Challenge
Extract every line from the records below and reproduce each one verbatim.

╭─ Exercise materials

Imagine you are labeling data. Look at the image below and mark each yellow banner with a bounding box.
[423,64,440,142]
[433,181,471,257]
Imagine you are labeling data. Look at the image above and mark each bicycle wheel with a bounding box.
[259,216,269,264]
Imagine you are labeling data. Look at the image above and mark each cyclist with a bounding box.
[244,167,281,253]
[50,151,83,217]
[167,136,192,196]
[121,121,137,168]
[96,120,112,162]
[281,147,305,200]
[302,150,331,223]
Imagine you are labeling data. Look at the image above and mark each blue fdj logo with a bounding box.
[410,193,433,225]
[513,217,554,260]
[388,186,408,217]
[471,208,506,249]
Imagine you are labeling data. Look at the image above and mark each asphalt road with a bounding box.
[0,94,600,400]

╰─

Expected answer
Imagine you are labeling data. Look at the image below and mark each yellow banner with a bounding box.
[423,64,440,142]
[433,181,471,257]
Imagine you are labeling data. Look at the image above and mark each bicycle wheel with a bounding box.
[259,216,269,264]
Imagine you are labeling data. Look at the image above and mark each cyclist with a bounding box.
[244,167,281,253]
[50,151,83,217]
[167,136,192,196]
[121,121,137,168]
[96,120,112,162]
[281,147,305,200]
[302,150,331,223]
Imagine you are labeling data. Look at the image above and mark each blue fdj logo with a bounding box.
[410,193,433,225]
[513,217,554,260]
[388,186,408,217]
[471,208,506,249]
Imagine you are labeling data. Look at the image above and mark each asphalt road with a bounding box.
[0,94,600,400]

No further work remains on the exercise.